--- Begin Document passage ---

Hi everyone - running into a situation where the J...
# singer-tap-development
d
Hi everyone - running into a situation where the JSON responses I get are all string types regardless of what the API docs say they're supposed to be. My worry is this is going to throw all sorts of schema validation errors when I run this with
meltano elt
. So my question is - is there a good pattern for type casting the data in transit based on the JSON schema or do I just accept that everything is going to land in the database as strings and deal with it later?
a
As a tap developer, if you're confident that a "string" result is always going to be an int - I'd say go ahead and: 1. Type it as an int in your JSON Schema (
schema
) declaration. 2. Convert it to actually be so in
post_process()
if using the SDK.
The challenge here is "what if we're wrong" - as this would create a hard failure for users at runtime. If there's a strong chance that the string will not be convertable to "int" (for instance), then the safe route is just be pessimistic and send the value(s) as string. This is a moderate headache for downstream transformations, but generally not too bad in my experience, since the first layer of the dbt/transform layer is generally type casting and naming conventions anyway.
Is this helpful at all? Others probably have their own experiences and suggestions, but this 👆 is how I generally think of it.
d
This is very helpful! I only have a small follow up question on how to access a stream's schema via the sdk objects so I can safely type cast using
post_process
. I'm going to test this out locally and see how bad it is but otherwise i'll probably take your suggestion and just deal with it in the database.
a
We have helpers to create JSON Schema dicts, but parsing them out is a harder task which we don't have helpers for as of now. Also, because
post_process()

--- End Document passage ---

■ **What you need to do**
Answer these questions about the thread on type casting in a Singer tap.
(a) Which command does the first poster plan to run the tap with?
(b) In which SDK method does the reply suggest converting a value to an int?
(c) What does the reply say the first layer of the dbt/transform layer generally is?
The data after this text is not needed.

--- Begin Material ---

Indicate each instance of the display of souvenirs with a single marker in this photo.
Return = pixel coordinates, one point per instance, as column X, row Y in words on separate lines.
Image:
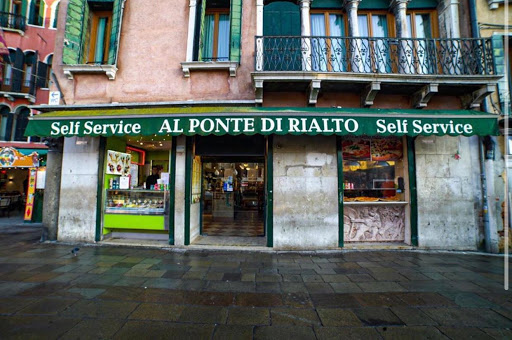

--- End Material ---

■ **Solution**
(a) meltano elt
(b) post_process()
(c) Type casting and naming conventions.